Data provided:
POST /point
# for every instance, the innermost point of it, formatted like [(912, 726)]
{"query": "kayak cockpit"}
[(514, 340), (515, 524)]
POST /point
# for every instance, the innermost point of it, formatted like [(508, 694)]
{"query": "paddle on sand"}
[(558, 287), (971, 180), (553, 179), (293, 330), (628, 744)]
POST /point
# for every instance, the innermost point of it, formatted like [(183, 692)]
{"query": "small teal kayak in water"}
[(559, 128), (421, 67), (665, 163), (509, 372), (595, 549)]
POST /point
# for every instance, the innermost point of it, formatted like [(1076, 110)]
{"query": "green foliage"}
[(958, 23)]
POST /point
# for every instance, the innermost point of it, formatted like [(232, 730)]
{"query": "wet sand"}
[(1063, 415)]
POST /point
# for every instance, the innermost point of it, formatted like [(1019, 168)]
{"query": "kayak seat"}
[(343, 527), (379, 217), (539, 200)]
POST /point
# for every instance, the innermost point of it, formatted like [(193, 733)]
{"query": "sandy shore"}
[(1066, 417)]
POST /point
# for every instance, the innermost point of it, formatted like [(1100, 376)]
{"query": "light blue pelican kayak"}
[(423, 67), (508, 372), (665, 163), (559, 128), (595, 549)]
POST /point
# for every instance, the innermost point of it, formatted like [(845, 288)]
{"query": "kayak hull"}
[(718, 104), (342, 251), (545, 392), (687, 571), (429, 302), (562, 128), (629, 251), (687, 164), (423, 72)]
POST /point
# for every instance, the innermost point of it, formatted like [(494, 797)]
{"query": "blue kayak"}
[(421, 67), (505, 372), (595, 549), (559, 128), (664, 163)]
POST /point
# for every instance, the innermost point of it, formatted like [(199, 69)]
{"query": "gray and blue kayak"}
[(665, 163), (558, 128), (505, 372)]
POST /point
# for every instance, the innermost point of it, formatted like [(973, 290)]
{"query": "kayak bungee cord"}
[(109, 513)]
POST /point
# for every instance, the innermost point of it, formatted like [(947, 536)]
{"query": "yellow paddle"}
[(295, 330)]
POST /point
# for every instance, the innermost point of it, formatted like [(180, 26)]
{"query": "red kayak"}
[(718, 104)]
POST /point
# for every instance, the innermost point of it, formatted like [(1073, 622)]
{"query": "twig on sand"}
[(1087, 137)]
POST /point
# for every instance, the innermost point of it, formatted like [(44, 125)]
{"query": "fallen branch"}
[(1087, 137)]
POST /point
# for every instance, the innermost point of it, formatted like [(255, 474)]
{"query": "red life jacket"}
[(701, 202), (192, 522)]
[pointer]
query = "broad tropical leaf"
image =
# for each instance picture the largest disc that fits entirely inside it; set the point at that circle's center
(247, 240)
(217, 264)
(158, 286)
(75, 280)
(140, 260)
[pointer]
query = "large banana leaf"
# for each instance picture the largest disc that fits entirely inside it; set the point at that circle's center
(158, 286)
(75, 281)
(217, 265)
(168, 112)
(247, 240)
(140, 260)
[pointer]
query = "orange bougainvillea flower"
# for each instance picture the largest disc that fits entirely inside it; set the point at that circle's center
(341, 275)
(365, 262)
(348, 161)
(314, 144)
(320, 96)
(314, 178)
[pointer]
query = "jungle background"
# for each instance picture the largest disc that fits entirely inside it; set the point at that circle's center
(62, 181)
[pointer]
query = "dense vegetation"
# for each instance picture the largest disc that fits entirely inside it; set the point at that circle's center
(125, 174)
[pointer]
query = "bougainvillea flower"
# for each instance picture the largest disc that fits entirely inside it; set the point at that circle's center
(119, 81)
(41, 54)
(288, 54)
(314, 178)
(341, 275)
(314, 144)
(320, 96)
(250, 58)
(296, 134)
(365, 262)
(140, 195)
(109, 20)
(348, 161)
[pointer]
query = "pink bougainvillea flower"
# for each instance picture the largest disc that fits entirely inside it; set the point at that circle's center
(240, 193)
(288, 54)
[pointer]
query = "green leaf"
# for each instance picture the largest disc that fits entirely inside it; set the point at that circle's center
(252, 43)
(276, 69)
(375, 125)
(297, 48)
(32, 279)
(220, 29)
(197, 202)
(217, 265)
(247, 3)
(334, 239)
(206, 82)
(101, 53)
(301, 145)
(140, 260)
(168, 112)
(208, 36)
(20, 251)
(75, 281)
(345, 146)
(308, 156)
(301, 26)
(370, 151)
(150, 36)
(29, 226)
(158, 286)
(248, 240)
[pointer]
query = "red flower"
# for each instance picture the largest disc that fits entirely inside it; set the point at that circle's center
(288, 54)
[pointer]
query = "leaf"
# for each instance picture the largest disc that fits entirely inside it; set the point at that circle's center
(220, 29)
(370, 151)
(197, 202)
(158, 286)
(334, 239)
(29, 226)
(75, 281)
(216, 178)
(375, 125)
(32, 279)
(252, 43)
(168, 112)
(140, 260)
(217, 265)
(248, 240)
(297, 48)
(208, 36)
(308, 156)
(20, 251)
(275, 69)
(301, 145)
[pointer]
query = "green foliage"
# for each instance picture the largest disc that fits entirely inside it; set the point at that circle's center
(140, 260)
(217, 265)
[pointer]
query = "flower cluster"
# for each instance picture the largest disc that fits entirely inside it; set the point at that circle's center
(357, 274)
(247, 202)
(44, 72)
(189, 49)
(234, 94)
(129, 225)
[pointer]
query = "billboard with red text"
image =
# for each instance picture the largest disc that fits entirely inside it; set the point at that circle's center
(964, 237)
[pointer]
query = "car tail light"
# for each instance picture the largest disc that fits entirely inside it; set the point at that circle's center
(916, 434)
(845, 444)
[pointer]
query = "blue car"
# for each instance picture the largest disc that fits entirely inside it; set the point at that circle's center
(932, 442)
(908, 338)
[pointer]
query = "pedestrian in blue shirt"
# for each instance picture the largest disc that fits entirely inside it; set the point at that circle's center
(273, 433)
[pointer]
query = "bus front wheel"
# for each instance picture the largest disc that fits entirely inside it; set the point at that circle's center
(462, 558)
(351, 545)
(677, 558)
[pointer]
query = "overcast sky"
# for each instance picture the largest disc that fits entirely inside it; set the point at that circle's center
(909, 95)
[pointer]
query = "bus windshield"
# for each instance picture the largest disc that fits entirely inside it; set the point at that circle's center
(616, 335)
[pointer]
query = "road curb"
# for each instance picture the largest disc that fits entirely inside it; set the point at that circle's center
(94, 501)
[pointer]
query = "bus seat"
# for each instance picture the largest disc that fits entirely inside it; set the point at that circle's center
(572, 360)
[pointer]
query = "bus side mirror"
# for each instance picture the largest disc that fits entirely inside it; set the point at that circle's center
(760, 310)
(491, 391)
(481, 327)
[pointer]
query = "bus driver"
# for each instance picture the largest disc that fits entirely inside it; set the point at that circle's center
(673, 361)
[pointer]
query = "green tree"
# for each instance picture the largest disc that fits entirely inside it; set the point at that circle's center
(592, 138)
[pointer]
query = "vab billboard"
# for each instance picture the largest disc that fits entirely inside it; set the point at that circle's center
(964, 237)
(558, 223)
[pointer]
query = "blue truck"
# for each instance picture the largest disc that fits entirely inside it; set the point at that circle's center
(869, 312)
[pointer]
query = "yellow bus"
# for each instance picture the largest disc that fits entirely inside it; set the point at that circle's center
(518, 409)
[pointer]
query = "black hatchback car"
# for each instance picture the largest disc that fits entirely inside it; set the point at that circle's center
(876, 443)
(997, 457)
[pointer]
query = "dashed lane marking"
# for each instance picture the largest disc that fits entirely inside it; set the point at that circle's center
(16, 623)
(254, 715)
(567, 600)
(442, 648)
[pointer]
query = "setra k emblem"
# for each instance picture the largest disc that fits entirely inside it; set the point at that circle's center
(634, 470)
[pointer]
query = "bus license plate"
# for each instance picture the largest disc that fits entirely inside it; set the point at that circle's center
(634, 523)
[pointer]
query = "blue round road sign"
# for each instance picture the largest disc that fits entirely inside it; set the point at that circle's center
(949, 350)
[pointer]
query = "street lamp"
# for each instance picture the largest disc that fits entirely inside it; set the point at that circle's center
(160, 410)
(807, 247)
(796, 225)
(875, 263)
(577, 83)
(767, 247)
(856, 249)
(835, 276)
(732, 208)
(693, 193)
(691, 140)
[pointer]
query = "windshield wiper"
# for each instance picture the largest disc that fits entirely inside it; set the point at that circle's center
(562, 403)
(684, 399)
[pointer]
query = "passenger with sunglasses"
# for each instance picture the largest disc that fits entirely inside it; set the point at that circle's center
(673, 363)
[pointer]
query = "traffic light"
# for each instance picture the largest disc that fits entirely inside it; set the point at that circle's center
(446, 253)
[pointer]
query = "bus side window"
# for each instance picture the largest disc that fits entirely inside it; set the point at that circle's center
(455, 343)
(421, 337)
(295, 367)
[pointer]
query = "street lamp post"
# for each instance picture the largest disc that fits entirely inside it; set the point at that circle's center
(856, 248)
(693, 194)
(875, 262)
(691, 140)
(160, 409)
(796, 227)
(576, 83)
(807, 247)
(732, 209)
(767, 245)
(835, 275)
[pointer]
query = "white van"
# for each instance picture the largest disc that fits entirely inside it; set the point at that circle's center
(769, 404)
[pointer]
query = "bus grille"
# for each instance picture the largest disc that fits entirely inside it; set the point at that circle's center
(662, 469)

Task prompt:
Wherever the string "street" appears in a line of the records above, copy that line.

Exercise output:
query = "street lamp"
query = "street lamp post"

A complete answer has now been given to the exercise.